*** Given records ***

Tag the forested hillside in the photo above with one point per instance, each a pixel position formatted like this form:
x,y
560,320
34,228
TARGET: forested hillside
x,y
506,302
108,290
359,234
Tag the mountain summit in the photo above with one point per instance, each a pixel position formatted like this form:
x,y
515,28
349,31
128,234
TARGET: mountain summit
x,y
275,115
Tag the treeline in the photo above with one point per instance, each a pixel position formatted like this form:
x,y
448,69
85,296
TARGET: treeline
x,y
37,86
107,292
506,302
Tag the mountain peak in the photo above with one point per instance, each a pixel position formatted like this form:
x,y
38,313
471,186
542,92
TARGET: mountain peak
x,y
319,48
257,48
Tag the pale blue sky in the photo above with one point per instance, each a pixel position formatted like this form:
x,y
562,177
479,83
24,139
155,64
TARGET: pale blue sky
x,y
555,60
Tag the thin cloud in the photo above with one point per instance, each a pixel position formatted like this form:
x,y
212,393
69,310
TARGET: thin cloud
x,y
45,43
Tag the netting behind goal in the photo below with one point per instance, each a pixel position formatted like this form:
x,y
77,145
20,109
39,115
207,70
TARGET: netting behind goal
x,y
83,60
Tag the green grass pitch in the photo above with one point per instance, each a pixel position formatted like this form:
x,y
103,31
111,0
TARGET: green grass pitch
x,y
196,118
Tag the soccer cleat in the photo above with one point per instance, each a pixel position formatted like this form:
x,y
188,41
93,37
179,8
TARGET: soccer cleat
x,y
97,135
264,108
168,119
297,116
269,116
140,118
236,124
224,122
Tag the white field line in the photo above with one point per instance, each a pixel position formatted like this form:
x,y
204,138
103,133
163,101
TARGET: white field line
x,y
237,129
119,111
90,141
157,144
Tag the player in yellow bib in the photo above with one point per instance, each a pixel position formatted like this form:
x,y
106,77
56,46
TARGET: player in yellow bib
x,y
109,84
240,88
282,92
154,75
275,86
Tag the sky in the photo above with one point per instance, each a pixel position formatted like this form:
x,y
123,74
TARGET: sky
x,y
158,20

*** End of Given records ***

Action item: Starting from the line with "TARGET: treeline", write out every remaining line of the data above exactly, the final line included, and nothing before it.

Task answer:
TARGET: treeline
x,y
37,86
107,292
506,302
Tag the mountain peak in the photo above with one point per instance, each a pixel position formatted like this form:
x,y
38,313
471,186
542,92
TARGET: mountain peak
x,y
319,48
257,48
Tag the pale blue sky in the photo above with one point per instance, each a pixel position formatted like this form:
x,y
562,177
479,83
24,139
155,64
TARGET: pale blue sky
x,y
555,60
Tag the thin cloud in the photo above with one point per instance, each a pixel position formatted like this form:
x,y
212,393
69,310
TARGET: thin cloud
x,y
45,43
Tag the netting behind goal in the photo below with one point per instance, each a pixel position formatted like this form:
x,y
77,145
20,109
39,115
207,70
TARGET: netting behind goal
x,y
83,60
Tag the green grass pitch in the photo above with one point per instance, each a pixel position formatted like this form:
x,y
103,31
111,0
TARGET: green grass pitch
x,y
196,118
Tag the soccer cleat in the photo above with one point per instance, each a pixel position formatted like this form:
x,y
188,41
93,37
179,8
TARGET: soccer cleat
x,y
97,135
264,108
168,119
297,116
269,116
140,118
236,124
224,122
Tag the white field line in the photo above with one point per instance, each a pixel position formatted like this form:
x,y
204,138
103,133
163,101
TARGET: white field line
x,y
237,129
119,111
90,141
157,144
Tag the player in yellow bib in the photo above with one point per instance, each a pixel position formatted like this form:
x,y
106,77
56,46
TARGET: player in yellow bib
x,y
109,84
240,88
282,92
154,75
275,86
Tag the sky in the photo above with one point per instance, each a pixel position formatted like this form:
x,y
123,74
TARGET: sky
x,y
158,20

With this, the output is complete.